What is needed here is an exact copy of every entry.
-.-.-
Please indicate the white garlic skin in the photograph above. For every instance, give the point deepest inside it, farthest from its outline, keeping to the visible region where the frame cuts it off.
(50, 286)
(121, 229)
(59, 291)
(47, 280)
-.-.-
### WRITTEN REPLY
Please indicate the white garlic skin in the photograph above. For every instance, give the point deepest inside it, farthest from its outline, keeping to the visible region where the frame cuts it off.
(50, 286)
(121, 229)
(59, 291)
(47, 280)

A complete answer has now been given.